• PROVIDED DATA:
=====

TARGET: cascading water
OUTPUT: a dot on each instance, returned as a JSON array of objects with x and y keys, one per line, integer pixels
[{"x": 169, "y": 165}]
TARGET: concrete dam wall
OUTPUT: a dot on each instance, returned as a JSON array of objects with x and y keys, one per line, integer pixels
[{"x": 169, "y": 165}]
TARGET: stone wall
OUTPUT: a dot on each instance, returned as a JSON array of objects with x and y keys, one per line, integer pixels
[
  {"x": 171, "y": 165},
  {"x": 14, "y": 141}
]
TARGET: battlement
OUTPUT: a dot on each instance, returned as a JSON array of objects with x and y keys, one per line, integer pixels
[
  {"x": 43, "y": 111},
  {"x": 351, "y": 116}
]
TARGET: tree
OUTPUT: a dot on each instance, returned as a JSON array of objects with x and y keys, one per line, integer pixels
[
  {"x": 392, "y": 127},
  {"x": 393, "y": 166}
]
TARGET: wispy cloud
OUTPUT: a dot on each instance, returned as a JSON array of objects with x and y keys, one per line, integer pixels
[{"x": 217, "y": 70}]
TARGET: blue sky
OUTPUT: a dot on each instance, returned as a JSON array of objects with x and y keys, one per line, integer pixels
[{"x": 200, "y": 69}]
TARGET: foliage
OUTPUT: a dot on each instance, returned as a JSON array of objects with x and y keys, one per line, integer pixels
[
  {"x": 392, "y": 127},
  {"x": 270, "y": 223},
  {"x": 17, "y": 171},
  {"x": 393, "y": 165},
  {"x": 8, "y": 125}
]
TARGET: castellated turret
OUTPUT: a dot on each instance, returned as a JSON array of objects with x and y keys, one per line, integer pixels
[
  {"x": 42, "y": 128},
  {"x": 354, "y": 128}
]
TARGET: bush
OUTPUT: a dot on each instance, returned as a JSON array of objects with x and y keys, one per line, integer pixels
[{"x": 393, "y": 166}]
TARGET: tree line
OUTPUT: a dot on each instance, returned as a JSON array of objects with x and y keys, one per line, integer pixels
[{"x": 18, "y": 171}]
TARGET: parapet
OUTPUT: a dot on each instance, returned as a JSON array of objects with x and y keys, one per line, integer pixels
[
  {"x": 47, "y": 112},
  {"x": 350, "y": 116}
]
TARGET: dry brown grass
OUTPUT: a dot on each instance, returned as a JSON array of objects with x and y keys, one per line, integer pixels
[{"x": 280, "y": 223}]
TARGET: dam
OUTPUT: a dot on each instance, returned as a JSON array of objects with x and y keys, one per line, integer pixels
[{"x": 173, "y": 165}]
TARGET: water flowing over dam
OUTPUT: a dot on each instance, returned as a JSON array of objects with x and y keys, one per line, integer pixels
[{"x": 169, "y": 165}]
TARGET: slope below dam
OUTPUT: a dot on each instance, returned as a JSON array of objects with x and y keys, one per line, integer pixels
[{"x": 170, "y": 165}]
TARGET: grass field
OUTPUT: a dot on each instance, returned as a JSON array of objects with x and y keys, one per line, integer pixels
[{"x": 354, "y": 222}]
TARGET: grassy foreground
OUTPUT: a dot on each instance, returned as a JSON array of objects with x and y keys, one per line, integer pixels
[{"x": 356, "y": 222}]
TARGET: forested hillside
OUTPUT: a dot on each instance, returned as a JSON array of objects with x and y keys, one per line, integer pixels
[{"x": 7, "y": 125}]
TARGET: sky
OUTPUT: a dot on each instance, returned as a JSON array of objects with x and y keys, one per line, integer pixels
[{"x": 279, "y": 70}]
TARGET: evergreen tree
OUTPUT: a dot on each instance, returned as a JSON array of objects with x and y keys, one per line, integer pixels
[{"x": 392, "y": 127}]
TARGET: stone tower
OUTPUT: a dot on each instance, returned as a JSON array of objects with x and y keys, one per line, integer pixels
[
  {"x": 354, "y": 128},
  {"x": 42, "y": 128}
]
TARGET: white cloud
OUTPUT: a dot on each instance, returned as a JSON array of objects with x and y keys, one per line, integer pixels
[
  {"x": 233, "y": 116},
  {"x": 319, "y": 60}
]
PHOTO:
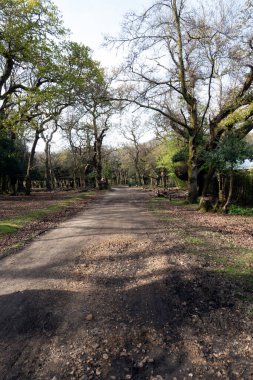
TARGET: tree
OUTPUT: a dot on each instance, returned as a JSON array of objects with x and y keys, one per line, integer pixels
[
  {"x": 230, "y": 152},
  {"x": 29, "y": 30},
  {"x": 179, "y": 57}
]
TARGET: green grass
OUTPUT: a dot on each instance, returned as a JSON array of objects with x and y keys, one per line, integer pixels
[
  {"x": 225, "y": 258},
  {"x": 7, "y": 228},
  {"x": 11, "y": 225}
]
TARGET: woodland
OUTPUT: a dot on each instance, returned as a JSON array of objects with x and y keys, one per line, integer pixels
[{"x": 186, "y": 75}]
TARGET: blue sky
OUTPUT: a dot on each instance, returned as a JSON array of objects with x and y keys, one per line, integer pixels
[{"x": 90, "y": 20}]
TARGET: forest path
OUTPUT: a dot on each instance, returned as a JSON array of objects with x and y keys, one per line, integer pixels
[{"x": 111, "y": 294}]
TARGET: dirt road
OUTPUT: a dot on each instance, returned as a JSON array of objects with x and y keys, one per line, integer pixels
[{"x": 111, "y": 294}]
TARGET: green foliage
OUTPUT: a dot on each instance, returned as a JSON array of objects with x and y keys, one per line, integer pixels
[
  {"x": 181, "y": 155},
  {"x": 231, "y": 151}
]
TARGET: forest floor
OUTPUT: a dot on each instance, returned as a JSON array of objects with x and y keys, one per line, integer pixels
[{"x": 133, "y": 287}]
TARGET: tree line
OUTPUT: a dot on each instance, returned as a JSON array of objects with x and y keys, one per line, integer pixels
[{"x": 188, "y": 66}]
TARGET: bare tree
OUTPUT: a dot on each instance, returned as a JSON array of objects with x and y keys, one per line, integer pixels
[{"x": 180, "y": 56}]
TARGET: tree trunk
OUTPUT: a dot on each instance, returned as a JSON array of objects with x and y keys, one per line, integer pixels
[
  {"x": 28, "y": 181},
  {"x": 230, "y": 193},
  {"x": 192, "y": 172},
  {"x": 47, "y": 168}
]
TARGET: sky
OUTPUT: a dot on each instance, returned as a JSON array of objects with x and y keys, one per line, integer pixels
[{"x": 90, "y": 20}]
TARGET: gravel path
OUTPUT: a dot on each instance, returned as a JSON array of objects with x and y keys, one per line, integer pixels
[{"x": 112, "y": 294}]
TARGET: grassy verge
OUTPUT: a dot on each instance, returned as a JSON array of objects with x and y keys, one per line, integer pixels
[{"x": 12, "y": 225}]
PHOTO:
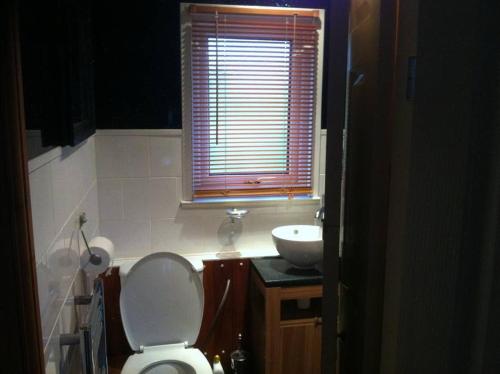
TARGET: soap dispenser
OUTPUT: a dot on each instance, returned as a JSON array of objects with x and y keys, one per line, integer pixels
[{"x": 217, "y": 366}]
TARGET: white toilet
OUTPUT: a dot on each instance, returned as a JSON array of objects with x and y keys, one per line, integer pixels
[{"x": 161, "y": 304}]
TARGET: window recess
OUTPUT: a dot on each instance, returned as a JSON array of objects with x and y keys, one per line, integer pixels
[{"x": 253, "y": 100}]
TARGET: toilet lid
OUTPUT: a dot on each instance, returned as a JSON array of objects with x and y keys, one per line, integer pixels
[{"x": 161, "y": 301}]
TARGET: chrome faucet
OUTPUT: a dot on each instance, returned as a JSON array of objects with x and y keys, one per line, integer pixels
[
  {"x": 320, "y": 214},
  {"x": 319, "y": 217}
]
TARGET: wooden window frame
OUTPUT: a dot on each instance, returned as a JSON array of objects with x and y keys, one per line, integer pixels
[{"x": 293, "y": 153}]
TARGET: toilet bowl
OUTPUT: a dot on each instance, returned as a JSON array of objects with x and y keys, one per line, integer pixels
[{"x": 161, "y": 305}]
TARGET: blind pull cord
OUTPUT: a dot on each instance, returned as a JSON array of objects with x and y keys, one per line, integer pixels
[{"x": 216, "y": 77}]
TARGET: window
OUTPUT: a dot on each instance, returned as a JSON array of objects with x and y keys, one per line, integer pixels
[{"x": 253, "y": 98}]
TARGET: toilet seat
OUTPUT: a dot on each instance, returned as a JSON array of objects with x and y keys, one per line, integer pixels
[
  {"x": 184, "y": 361},
  {"x": 161, "y": 305}
]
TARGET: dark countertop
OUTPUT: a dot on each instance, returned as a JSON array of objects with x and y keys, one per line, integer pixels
[{"x": 277, "y": 272}]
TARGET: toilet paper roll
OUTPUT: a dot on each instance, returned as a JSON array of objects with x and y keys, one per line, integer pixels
[{"x": 102, "y": 247}]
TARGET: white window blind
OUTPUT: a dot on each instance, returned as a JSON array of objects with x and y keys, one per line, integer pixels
[{"x": 253, "y": 101}]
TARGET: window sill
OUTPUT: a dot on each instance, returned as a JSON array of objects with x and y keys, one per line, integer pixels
[{"x": 250, "y": 202}]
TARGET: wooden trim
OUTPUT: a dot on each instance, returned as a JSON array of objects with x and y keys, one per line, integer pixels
[
  {"x": 290, "y": 293},
  {"x": 22, "y": 351},
  {"x": 273, "y": 316},
  {"x": 265, "y": 11},
  {"x": 334, "y": 115}
]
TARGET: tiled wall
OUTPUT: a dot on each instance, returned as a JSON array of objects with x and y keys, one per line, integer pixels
[
  {"x": 63, "y": 183},
  {"x": 140, "y": 189}
]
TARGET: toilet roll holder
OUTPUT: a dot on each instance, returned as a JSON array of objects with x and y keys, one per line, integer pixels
[{"x": 94, "y": 258}]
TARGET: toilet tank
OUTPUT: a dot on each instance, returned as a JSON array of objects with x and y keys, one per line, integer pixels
[{"x": 126, "y": 265}]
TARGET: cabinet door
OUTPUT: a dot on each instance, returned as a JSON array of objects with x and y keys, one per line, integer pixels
[{"x": 300, "y": 346}]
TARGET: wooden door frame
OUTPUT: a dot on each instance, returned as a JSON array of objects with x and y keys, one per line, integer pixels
[
  {"x": 22, "y": 350},
  {"x": 337, "y": 30}
]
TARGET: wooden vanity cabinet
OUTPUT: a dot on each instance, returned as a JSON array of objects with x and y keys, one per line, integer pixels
[{"x": 284, "y": 338}]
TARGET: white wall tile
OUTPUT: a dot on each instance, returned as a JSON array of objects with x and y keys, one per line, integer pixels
[
  {"x": 110, "y": 199},
  {"x": 164, "y": 198},
  {"x": 135, "y": 199},
  {"x": 131, "y": 238},
  {"x": 166, "y": 156},
  {"x": 42, "y": 209},
  {"x": 122, "y": 156},
  {"x": 179, "y": 237}
]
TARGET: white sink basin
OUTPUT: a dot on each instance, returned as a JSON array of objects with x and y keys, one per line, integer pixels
[{"x": 301, "y": 245}]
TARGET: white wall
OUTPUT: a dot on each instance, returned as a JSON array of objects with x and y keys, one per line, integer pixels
[
  {"x": 140, "y": 188},
  {"x": 63, "y": 183}
]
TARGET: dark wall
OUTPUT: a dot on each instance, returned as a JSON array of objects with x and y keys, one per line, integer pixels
[{"x": 137, "y": 52}]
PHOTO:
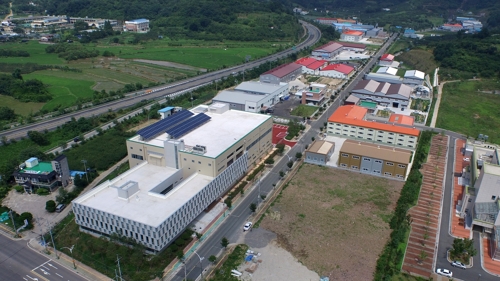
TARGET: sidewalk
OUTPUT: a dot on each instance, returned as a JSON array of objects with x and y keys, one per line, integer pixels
[
  {"x": 456, "y": 229},
  {"x": 489, "y": 265},
  {"x": 81, "y": 269}
]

=====

• GIVEN PROBLEM: With pictures omitted, copy exactly the lines from the one containing "TARGET: white sink basin" through the final line of the listing, both included.

• WRITTEN REPLY:
TARGET: white sink basin
OUTPUT: a dot on each instance, returned as a JSON array of objects with x and y keys, one per line, integer pixels
[{"x": 301, "y": 245}]
TARGET: white wall
OUTPUT: a dot on each instance, returned as a JSON array of objects with x and y keys, one per line, integer pixels
[
  {"x": 140, "y": 188},
  {"x": 63, "y": 183}
]
TARGET: dark wall
OUTPUT: a dot on each instance, returned as a JSON array of objects with x and y keys, one per line, integer pixels
[{"x": 137, "y": 52}]
PHOTO:
TARGET: sidewalk
OUTPUT: a dot on each instance, returned as a JSON array of objects with x and y keys, one per line, integer pixels
[
  {"x": 456, "y": 229},
  {"x": 489, "y": 265},
  {"x": 81, "y": 269}
]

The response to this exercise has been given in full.